§ **Texto dado**:
------------------------------------------------------------------------
Ante aquellos que ganan el pan por medio de su trabajo en los ambientes turísticos se pueden adoptar dos posturas. Una de ellas, egoístamente tranquilizadora, consiste en contratar obreros, servicio, etcétera, sin más: los inmigrados aportan su trabajo y a cambio reciben un sueldo acaso acorde con la justicia o con la ley de la oferta y la demanda; pero cabe otra actitud y ésta conforme con la más elemental caridad cristiana, en la que una vez sentada la congrua remuneración por el trabajo efectuado, se les haga sentir nuestra gratitud, ya que sin estos obreros no sería posible una atención correcta a nuestros visitantes por tantos conceptos dignos de ella.

Y no sólo gratitud merecen, les debemos también reverencia puesto que vienen con el noble empeño de mejorar a sus familias siendo capaces de un esfuerzo realmente heroico; abandonan tierra, hogar, costumbres y modos de vida, amigos, parientes…, todo, en aras de una lícita promoción humana. Sin ahorrar esfuerzo debemos conseguir también su ascenso a niveles más altos de vida cristiana. Debemos mostrarnos agradecidos de que Dios envíe operarios celadores de los bienes que el turismo trae consigo. Si nos congratulamos con la llegada de las ovejas de allende las fronteras, que vienen a disfrutar con nosotros el sol y la alegría, si vemos en ellas almas que salvar y nos quemamos en el esfuerzo generoso de facilitarles los caminos de la luz, no olvidemos el grave deber de atender con toda nuestra energía a estos hermanos cristianos que, dentro del mundo que gira alrededor del turismo, deben ser objeto de las primicias de nuestro esfuerzo pastoral.

Ya en un nivel meramente humano parece incuestionable que no se puede permitir que sea un hecho corriente el siguiente, para poner un ejemplo: que los trabajadores de la construcción hagan su vida en barracones improvisados, o que en el caso de que deseen disfrutar de condiciones adecuadas de habitabilidad se vean obligados a pagar «precios de turista»; es muy lamentable y gracias a Dios cada vez más va manifestándose preocupación e interés en este sentido, pero no queda ahí todo, hay mucho más, tanto sacerdotes como laicos debemos dar el testimonio de que amamos con toda intensidad, ternura y sacrificio a esta masa de inmigrantes que constituyen nuestro prójimo más próximo. Deben sentirse mirados con ojos de caridad, cuidados, mimados. El cuidado a estos trabajadores debe ser una constante en nuestra actuación; ellos están más tiempo con nosotros y más cerca de nuestra potestad pastoral.
------------------------------------------------------------------------
§ **Datos de expresiones referenciales**:

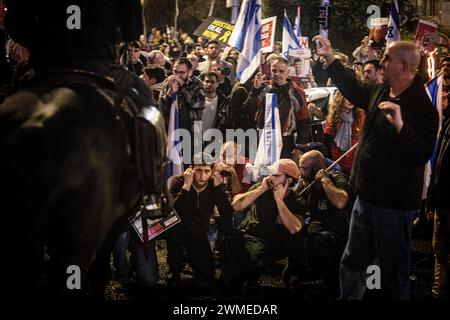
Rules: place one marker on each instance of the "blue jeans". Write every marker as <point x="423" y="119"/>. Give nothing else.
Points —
<point x="147" y="270"/>
<point x="378" y="236"/>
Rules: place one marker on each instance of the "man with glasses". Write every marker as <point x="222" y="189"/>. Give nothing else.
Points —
<point x="397" y="141"/>
<point x="373" y="72"/>
<point x="190" y="93"/>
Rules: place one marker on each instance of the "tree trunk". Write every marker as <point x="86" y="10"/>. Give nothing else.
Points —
<point x="177" y="13"/>
<point x="211" y="8"/>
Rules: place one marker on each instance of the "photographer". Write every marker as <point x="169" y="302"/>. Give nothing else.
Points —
<point x="196" y="192"/>
<point x="191" y="95"/>
<point x="325" y="205"/>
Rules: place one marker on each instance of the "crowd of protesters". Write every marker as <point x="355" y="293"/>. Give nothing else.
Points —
<point x="328" y="223"/>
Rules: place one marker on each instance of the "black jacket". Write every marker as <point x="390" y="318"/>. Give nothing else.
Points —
<point x="388" y="168"/>
<point x="195" y="209"/>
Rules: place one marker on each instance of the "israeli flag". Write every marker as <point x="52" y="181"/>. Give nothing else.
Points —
<point x="246" y="37"/>
<point x="393" y="32"/>
<point x="270" y="142"/>
<point x="290" y="40"/>
<point x="297" y="26"/>
<point x="174" y="146"/>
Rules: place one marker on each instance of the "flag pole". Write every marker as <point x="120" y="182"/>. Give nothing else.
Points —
<point x="329" y="168"/>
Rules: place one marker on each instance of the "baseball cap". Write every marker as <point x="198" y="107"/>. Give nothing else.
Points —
<point x="286" y="166"/>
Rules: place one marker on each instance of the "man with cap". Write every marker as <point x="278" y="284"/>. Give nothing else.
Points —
<point x="324" y="198"/>
<point x="268" y="230"/>
<point x="438" y="201"/>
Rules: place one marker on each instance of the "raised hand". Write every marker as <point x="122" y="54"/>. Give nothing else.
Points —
<point x="393" y="114"/>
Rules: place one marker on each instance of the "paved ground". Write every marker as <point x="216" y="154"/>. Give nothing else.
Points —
<point x="271" y="287"/>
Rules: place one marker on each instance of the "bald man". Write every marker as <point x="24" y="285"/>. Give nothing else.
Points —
<point x="324" y="206"/>
<point x="397" y="141"/>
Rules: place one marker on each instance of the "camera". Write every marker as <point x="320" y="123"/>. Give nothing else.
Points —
<point x="225" y="71"/>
------------------------------------------------------------------------
§ **Instrucciones**:
Copia el texto sobre los trabajadores del turismo desde "Ante aquellos que" hasta "dignos de ella.", ambos incluidos, y cambia "obreros" por "trabajadores". Las entradas no tienen relación con el texto.

§ **Respuesta escrita**:
Ante aquellos que ganan el pan por medio de su trabajo en los ambientes turísticos se pueden adoptar dos posturas. Una de ellas, egoístamente tranquilizadora, consiste en contratar trabajadores, servicio, etcétera, sin más: los inmigrados aportan su trabajo y a cambio reciben un sueldo acaso acorde con la justicia o con la ley de la oferta y la demanda; pero cabe otra actitud y ésta conforme con la más elemental caridad cristiana, en la que una vez sentada la congrua remuneración por el trabajo efectuado, se les haga sentir nuestra gratitud, ya que sin estos trabajadores no sería posible una atención correcta a nuestros visitantes por tantos conceptos dignos de ella.